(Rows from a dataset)
==============================
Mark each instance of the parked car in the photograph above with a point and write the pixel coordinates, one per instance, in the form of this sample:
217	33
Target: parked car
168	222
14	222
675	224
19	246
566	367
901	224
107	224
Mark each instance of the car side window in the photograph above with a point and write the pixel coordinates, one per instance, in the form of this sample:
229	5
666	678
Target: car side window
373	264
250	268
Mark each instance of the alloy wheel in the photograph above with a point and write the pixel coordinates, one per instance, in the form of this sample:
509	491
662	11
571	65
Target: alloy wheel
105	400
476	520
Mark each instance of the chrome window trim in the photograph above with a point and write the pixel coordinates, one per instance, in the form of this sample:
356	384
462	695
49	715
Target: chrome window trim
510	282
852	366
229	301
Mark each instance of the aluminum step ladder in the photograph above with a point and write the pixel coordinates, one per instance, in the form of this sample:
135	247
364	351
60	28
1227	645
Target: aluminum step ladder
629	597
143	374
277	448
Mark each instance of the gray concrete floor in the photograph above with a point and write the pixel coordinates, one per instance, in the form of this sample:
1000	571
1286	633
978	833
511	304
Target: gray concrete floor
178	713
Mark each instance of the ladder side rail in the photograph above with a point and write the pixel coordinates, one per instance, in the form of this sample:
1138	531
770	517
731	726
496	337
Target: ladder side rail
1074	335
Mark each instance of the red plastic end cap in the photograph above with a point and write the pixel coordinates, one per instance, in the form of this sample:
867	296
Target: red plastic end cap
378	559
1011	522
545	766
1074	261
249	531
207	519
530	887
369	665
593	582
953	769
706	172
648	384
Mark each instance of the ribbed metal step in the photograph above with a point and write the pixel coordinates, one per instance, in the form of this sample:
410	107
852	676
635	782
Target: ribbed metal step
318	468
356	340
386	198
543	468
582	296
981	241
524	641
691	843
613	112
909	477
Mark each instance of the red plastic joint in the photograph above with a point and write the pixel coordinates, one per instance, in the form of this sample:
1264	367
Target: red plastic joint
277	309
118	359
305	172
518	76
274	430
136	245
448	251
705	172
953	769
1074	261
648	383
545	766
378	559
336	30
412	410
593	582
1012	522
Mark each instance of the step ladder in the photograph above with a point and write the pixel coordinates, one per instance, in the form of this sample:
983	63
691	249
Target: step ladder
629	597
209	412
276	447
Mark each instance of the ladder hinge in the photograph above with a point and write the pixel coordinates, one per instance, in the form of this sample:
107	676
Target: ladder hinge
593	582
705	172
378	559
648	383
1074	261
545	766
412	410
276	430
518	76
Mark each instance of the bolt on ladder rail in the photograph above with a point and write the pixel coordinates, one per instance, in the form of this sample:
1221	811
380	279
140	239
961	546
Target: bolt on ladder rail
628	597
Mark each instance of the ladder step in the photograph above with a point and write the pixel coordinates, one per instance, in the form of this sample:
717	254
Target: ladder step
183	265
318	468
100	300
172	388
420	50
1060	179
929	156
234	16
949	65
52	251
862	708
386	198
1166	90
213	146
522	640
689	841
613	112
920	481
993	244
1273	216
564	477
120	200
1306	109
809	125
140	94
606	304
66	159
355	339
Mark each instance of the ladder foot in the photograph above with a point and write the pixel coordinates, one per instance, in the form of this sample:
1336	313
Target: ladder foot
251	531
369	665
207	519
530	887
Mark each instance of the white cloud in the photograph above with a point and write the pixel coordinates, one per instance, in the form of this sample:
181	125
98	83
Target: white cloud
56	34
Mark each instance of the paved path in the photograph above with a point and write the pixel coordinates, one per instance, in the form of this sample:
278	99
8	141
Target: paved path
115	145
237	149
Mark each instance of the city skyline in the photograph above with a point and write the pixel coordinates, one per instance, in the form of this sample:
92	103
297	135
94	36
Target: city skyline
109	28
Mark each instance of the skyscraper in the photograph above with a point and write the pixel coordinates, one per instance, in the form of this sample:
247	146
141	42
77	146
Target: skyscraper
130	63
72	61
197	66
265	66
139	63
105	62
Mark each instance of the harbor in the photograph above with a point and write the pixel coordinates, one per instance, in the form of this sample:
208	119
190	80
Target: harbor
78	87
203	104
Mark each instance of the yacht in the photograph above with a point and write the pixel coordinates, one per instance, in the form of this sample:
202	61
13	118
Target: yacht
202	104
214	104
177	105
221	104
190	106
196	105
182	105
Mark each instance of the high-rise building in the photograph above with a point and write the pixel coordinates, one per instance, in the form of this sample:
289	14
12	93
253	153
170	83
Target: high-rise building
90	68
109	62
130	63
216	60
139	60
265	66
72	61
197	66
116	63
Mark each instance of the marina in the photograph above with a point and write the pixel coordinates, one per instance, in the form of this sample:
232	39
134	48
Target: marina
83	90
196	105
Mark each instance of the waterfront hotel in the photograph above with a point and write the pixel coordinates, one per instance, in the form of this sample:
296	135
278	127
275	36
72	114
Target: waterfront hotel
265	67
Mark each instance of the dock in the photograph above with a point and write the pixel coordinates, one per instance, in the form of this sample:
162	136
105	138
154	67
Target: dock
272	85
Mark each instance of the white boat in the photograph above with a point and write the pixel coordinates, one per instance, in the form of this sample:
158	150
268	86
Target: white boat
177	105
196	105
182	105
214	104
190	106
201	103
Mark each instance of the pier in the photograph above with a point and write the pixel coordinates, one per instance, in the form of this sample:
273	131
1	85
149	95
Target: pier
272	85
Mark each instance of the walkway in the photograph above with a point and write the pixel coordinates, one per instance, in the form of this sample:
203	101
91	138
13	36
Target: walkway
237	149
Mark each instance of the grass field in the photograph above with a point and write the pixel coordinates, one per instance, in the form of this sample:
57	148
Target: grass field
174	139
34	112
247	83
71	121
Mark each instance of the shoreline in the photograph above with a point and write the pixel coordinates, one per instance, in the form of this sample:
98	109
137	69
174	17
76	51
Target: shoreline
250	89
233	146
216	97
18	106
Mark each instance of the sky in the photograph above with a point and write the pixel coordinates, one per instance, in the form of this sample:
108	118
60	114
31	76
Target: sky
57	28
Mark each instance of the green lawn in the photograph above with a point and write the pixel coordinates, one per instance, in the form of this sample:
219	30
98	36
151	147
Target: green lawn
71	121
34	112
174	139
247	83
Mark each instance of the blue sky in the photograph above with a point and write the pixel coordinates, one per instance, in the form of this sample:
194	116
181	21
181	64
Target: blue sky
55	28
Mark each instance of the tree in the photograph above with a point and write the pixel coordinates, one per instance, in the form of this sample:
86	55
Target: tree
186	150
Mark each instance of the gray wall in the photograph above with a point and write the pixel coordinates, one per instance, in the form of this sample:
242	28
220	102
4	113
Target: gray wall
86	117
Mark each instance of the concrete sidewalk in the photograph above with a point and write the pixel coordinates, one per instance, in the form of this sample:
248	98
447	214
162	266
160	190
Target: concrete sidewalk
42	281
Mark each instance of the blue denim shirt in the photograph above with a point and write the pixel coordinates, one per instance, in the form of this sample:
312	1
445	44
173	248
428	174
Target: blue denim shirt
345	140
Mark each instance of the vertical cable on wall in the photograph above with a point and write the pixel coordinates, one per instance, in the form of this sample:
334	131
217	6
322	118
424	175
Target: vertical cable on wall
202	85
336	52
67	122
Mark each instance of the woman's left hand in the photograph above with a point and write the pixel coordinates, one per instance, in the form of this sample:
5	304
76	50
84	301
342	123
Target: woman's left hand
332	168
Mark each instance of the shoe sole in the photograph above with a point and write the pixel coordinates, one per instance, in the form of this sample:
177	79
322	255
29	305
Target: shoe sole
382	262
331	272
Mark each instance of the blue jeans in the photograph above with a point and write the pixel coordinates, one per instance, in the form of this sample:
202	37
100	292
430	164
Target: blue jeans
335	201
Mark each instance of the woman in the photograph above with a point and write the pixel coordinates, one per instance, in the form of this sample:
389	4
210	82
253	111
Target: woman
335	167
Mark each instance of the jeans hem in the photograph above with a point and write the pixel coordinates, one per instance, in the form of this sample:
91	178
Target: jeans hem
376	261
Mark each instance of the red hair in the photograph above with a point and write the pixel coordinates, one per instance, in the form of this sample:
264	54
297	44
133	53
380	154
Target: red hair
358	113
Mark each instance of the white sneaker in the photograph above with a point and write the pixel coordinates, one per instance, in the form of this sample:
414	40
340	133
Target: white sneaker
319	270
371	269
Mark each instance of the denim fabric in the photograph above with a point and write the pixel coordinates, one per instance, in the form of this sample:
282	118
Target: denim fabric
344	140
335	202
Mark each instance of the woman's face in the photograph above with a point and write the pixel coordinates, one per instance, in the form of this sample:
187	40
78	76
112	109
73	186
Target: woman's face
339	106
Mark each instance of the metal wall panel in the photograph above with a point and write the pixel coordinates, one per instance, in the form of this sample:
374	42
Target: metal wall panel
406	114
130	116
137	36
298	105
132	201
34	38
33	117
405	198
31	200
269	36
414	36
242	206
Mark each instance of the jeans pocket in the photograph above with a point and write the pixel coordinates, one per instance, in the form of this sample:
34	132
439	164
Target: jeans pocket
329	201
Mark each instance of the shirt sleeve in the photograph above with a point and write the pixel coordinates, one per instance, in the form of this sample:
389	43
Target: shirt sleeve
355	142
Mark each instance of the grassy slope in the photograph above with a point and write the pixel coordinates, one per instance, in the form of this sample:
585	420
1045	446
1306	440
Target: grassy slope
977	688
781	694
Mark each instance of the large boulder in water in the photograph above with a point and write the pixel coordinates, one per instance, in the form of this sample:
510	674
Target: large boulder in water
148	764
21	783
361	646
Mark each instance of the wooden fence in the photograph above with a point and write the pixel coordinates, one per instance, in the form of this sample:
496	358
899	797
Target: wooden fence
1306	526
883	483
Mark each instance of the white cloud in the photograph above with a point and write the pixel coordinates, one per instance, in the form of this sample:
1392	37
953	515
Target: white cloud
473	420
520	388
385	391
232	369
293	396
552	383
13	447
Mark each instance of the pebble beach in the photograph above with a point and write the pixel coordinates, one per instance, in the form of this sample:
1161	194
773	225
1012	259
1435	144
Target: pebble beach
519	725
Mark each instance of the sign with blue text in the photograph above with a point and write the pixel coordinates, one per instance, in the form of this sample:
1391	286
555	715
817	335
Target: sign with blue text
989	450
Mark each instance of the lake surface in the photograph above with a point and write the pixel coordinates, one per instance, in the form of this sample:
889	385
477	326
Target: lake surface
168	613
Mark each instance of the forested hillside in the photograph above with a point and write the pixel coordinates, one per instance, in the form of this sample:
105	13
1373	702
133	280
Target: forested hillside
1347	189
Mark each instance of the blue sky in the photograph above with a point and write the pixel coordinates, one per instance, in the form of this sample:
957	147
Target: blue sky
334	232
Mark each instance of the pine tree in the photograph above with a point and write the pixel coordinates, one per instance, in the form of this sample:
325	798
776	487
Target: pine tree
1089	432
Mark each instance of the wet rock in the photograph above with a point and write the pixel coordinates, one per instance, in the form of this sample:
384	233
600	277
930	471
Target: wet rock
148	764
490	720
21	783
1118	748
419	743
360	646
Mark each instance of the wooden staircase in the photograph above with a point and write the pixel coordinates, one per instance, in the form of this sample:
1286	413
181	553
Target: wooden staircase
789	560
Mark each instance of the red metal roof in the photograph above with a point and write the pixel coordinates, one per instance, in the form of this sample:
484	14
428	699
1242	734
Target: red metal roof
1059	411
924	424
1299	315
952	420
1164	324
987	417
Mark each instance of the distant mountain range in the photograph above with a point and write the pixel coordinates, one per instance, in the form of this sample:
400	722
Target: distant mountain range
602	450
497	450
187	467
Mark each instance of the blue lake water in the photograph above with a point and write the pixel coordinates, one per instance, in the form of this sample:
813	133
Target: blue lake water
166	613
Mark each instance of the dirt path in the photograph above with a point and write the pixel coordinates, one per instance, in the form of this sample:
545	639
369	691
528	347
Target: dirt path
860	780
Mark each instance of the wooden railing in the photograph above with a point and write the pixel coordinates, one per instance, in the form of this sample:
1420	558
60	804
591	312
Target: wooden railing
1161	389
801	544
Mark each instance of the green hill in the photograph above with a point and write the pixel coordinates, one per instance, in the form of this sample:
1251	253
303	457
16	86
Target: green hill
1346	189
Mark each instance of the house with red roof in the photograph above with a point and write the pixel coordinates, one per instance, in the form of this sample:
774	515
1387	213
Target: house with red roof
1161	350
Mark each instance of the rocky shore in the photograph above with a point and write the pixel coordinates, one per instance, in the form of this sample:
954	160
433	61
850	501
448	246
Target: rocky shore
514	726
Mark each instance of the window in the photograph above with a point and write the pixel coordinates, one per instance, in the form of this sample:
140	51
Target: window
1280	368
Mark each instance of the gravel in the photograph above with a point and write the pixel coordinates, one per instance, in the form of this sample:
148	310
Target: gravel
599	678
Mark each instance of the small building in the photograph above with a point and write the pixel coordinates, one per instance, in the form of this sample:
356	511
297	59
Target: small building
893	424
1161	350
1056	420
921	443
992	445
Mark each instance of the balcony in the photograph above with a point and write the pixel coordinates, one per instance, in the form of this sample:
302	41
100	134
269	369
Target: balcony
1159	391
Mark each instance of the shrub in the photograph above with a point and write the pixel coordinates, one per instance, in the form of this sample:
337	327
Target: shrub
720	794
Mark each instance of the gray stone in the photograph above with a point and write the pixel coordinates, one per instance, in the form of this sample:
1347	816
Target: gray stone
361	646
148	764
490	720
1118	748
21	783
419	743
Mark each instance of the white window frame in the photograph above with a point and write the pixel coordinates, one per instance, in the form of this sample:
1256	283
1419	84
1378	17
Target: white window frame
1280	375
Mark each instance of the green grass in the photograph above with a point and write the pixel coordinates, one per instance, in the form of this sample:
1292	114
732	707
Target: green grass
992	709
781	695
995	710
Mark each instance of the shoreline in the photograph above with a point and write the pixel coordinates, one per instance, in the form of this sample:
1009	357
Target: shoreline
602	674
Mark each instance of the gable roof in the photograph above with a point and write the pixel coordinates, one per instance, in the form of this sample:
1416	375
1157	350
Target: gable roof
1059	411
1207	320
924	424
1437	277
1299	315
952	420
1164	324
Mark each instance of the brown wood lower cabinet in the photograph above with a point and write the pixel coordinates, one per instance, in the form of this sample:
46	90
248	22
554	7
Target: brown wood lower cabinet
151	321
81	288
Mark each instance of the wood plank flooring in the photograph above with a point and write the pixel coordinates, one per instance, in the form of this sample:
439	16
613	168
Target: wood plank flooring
==============================
Would you quote, exactly and only, the lines from the one containing "Mark each instance of the white window" to the end of the entries?

* Completed exercise
Mark each instance of the white window frame in the photograph above with a point and write the pixel coordinates, one per instance, in the form of this sample:
1256	283
1419	84
1378	17
Target: white window frame
1280	375
Mark each instance of the green grass in the photograph above with a point and write the pixel coordinates, one per instance, in the form of this sample:
1292	114
732	707
Target: green grass
992	709
781	695
995	710
Mark each instance of the shoreline in the photograph above with a point and write the pixel coordinates, one per instance, in the form of this sample:
1009	357
Target: shoreline
602	674
Mark each instance of the gable roof in the photograph above with a point and write the pixel coordinates, one per instance, in the form of this sample:
1416	375
1157	350
Target: gable roof
1059	411
1207	320
924	424
1437	277
1299	315
952	420
1164	324
Mark each instance of the brown wood lower cabinet in the photograph above with a point and write the pixel coordinates, one per instance, in the form of this sample:
46	90
248	22
554	7
Target: brown wood lower cabinet
151	321
81	288
Mark each instance of the wood plank flooring in the photograph above with a point and write the pixel coordinates, one per instance, in the form of this sample:
439	16
613	168
Target: wood plank flooring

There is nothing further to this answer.